Exercise -> Reproduce every line of the data below without any change, and omit the pictures from your answer.

Items from a data source:

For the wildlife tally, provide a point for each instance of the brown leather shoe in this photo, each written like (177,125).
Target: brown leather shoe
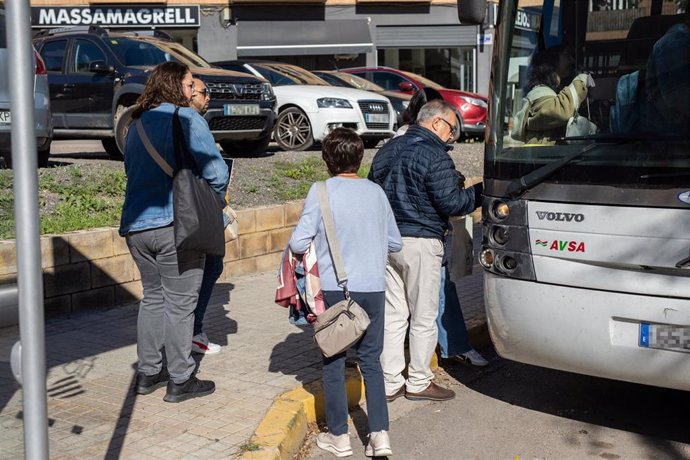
(432,393)
(397,394)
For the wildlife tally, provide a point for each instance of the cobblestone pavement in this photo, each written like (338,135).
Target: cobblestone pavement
(93,412)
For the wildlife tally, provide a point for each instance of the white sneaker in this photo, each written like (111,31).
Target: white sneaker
(379,445)
(200,344)
(472,358)
(337,445)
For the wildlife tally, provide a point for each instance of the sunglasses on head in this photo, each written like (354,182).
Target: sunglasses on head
(452,127)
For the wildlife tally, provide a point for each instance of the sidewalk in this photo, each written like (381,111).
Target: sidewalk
(93,412)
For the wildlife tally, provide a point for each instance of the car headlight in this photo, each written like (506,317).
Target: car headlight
(474,101)
(333,103)
(267,92)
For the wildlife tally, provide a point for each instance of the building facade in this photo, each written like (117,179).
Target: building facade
(421,36)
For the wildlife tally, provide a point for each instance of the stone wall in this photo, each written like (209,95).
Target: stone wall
(93,268)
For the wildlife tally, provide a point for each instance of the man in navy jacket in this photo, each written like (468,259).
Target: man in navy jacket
(421,182)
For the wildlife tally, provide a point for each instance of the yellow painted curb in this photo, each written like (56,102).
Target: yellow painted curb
(282,431)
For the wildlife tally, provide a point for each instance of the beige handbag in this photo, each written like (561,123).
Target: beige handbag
(341,325)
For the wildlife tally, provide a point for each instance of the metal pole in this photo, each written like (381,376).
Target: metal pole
(29,278)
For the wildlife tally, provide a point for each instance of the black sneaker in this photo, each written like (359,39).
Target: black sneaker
(192,388)
(147,384)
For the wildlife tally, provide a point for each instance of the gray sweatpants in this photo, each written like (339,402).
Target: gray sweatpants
(171,282)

Solved exercise ->
For the wildlife tally, provide a point for each instance of the brown leather shoe in this photo, each written like (177,125).
Target: brown leather shoe
(432,393)
(397,394)
For the wildlife tally, provide a point for each instance of the cobblestone pavement in this photo, each written like (338,135).
Target: cobblestone pavement
(93,412)
For the wildlife tally, provide a point for each instance of the white sneaker in this photo, each written like (111,31).
Target: white sneaker
(379,445)
(200,344)
(472,358)
(337,445)
For the wildlife tally, provide a point for each instance of the sunglasses on head in this photo, each written like (354,182).
Target: sunglasses on head
(452,127)
For the wildlife tally, provide a point for each instance of the sidewalk in this photo, each written like (381,111).
Target: sidewalk
(93,412)
For the wildlife tally, provide a point for each instance of the car headlight in this photo, each written like (506,317).
Target: car headlight
(474,101)
(333,103)
(267,92)
For the wildlife tally, provide a point for each instance of the building facade in this photo, each written like (117,179).
Target: building facade
(421,36)
For the wildlife tally, provide a point for each instance of the stone wall in this photo, each written like (209,95).
Target: stone wall
(93,268)
For the wildlife tally, provide a point for each instance of the man in navy jacket in this photo, each written like (468,259).
Target: man in navy jacket
(421,182)
For the wildlife tally, provide a point for each instance of the yellow painted curb in this photo, each written like (56,102).
Target: yellow painted curb
(282,431)
For the wildlife tally, provide a point for each instance of the beige handbag in this photo, each written like (561,123).
Target: beige handbag
(341,325)
For the wildlife tally, provide a point for each instance of the metal pole in this photo, each written like (381,376).
Target: metal pole
(29,278)
For the wildlife tally, provide a point for each instance of the black sneaker in this photo, each written like (359,39).
Target: black sneaker
(192,388)
(147,384)
For the wildlife tally, provide a point for each instance of the gray sweatpants in this photo, each written like (339,402).
Target: gray sweatpants
(171,282)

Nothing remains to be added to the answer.